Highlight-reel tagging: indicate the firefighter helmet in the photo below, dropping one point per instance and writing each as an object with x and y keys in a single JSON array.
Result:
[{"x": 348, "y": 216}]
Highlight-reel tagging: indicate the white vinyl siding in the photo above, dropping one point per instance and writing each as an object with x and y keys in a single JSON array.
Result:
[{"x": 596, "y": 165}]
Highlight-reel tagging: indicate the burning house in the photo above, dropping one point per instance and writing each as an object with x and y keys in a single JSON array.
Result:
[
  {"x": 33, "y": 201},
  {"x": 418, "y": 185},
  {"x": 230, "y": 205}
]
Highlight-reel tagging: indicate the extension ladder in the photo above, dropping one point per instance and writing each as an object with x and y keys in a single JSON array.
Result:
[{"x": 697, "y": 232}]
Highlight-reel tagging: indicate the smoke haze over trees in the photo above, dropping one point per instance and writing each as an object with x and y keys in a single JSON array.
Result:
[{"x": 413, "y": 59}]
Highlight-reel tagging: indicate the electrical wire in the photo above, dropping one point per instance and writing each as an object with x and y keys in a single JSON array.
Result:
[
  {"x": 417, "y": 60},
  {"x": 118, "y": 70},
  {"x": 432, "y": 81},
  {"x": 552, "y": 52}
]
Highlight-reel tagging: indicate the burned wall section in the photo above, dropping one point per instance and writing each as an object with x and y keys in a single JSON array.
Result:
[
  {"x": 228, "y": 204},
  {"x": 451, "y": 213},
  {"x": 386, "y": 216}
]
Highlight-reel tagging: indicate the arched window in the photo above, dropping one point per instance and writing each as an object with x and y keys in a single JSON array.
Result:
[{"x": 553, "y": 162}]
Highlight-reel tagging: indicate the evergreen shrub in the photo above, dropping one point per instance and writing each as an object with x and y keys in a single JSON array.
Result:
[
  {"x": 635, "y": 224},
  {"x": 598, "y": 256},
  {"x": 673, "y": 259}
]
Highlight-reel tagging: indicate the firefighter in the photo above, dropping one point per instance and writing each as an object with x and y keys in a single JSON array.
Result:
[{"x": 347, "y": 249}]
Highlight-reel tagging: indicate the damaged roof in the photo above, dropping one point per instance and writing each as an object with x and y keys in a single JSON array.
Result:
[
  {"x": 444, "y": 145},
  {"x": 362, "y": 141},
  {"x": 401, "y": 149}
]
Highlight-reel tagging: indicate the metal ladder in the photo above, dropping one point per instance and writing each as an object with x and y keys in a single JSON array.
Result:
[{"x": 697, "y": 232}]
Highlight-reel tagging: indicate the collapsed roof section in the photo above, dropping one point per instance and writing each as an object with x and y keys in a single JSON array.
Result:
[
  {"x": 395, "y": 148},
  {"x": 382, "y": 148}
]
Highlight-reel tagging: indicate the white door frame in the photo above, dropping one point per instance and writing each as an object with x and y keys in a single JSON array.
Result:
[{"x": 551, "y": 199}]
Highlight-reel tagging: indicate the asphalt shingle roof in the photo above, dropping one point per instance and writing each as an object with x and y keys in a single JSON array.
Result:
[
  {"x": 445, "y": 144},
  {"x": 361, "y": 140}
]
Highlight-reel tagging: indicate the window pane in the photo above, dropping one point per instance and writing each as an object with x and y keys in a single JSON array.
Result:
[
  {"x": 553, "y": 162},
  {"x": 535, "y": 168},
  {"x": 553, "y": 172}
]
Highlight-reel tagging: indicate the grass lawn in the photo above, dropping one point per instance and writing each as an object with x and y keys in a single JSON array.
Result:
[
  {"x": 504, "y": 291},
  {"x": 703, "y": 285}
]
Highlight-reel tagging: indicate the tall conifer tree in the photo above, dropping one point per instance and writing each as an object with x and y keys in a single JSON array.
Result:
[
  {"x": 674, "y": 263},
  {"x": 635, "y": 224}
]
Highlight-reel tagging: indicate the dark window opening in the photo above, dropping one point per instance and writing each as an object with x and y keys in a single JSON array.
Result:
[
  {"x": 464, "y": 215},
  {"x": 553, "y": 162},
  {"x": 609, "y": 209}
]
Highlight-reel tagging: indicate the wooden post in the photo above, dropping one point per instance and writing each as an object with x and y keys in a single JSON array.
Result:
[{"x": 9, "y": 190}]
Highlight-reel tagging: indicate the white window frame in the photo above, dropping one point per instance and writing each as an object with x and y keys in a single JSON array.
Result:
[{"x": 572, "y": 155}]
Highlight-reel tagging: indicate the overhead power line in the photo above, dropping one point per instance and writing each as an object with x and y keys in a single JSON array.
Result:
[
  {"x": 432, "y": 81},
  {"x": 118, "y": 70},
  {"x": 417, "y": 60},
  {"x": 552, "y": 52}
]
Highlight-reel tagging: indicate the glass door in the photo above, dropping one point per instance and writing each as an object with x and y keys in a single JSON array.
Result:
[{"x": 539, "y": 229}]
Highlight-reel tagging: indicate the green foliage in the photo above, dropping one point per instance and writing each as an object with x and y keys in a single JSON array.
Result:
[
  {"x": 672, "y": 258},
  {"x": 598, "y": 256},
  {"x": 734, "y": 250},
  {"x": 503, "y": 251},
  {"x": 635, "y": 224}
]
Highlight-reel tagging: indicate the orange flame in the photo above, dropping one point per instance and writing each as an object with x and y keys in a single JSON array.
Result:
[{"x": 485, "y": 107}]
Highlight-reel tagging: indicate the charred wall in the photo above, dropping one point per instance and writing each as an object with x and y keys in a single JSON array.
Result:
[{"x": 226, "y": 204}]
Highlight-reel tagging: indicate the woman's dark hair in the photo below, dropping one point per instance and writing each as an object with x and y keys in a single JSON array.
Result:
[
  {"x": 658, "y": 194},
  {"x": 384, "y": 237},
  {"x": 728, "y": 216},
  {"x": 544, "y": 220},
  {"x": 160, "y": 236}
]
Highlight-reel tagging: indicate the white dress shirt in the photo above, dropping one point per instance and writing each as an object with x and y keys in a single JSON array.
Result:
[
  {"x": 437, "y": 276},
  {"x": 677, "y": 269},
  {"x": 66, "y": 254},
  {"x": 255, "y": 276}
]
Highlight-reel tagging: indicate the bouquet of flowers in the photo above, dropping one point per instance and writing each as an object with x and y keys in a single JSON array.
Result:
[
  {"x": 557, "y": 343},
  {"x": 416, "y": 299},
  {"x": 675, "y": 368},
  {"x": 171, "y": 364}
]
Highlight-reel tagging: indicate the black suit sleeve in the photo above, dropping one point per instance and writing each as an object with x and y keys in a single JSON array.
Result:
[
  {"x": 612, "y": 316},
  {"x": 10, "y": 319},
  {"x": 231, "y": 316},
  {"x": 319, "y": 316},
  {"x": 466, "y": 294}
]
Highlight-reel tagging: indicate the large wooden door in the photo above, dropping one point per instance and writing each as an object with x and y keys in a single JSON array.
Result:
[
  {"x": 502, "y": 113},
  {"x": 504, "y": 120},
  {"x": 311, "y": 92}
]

§ §

▶ _Exercise description_
Quote verbatim the line containing "Highlight-reel tagging: indicate the orange" and every line after it through the end of the records above.

▶ _Solution_
Highlight-reel tagging: indicate the orange flame in the photo above, dropping one point per instance and writing each as an object with x and y keys in a single JSON array.
Result:
[{"x": 485, "y": 107}]
Highlight-reel tagging: indicate the charred wall in the photo above, dropping one point per instance and writing each as an object with x and y keys in a single JSON array.
Result:
[{"x": 226, "y": 204}]
Highlight-reel tagging: indicate the woman's dark hair in the photo below, dropping one point per instance and writing each as an object with x and y keys in a single JSON array.
Result:
[
  {"x": 658, "y": 194},
  {"x": 384, "y": 237},
  {"x": 728, "y": 216},
  {"x": 544, "y": 220},
  {"x": 160, "y": 236}
]
Highlight-reel tagging: indicate the white dress shirt in the photo above, dropping one point per instance and writing each as an object with x and y keys in a single JSON array.
Result:
[
  {"x": 437, "y": 276},
  {"x": 677, "y": 269},
  {"x": 66, "y": 254},
  {"x": 255, "y": 276}
]
Highlight-reel tagging: indicate the bouquet of flowers in the photo above, dropping one point per instance and writing each as an object with x and y keys in a single JSON array.
Result:
[
  {"x": 557, "y": 343},
  {"x": 416, "y": 299},
  {"x": 675, "y": 368},
  {"x": 171, "y": 364}
]
Highlight-reel tagging: indicate the black suit sleeve in the photo above, dropping one point per instance and writing each as an object with x and y keys in a single JSON array.
Result:
[
  {"x": 612, "y": 316},
  {"x": 10, "y": 319},
  {"x": 231, "y": 316},
  {"x": 319, "y": 316},
  {"x": 466, "y": 294}
]
Highlight-reel tagging: indicate the large wooden door in the photo above, dropping one point per instance and writing each as an object with x and y keys in a single JSON array.
Result:
[
  {"x": 502, "y": 113},
  {"x": 504, "y": 120},
  {"x": 311, "y": 92}
]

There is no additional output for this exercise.